| Recorded information |

——————————

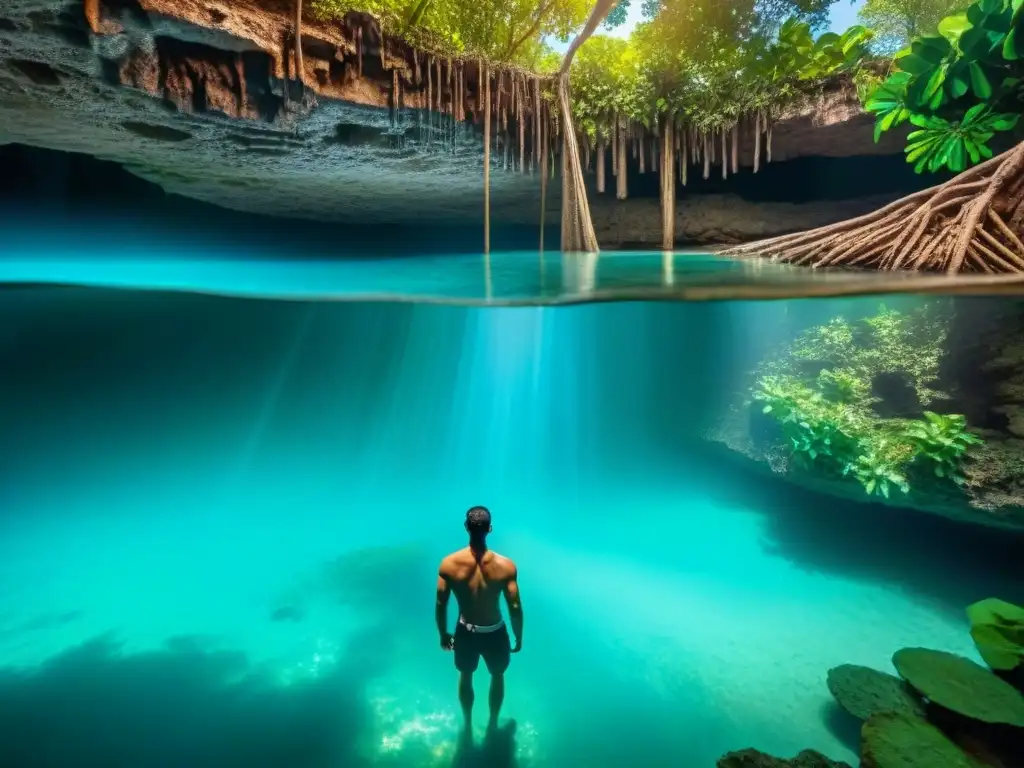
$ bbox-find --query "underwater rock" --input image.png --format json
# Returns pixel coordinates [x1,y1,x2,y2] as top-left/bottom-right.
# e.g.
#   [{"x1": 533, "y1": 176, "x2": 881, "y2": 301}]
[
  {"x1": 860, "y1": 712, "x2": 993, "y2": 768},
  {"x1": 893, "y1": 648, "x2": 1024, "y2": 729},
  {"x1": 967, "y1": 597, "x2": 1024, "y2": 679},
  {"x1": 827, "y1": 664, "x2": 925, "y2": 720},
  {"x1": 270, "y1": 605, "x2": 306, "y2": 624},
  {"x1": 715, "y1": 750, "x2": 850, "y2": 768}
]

——————————

| Your goal |
Edit the rows above so that "underwater rock" becomes "submerged boulder", with nothing else changed. Leave the pictures out of your answer.

| Task solution |
$ bbox-find --query "submerged boulder" --input image.png --format json
# Returns pixel coordinates [x1,y1,x2,y2] as top-left/bottom-right.
# e.g.
#   [{"x1": 533, "y1": 176, "x2": 881, "y2": 301}]
[
  {"x1": 860, "y1": 712, "x2": 993, "y2": 768},
  {"x1": 893, "y1": 648, "x2": 1024, "y2": 729},
  {"x1": 967, "y1": 597, "x2": 1024, "y2": 679},
  {"x1": 827, "y1": 664, "x2": 925, "y2": 720},
  {"x1": 270, "y1": 605, "x2": 306, "y2": 624},
  {"x1": 715, "y1": 750, "x2": 850, "y2": 768}
]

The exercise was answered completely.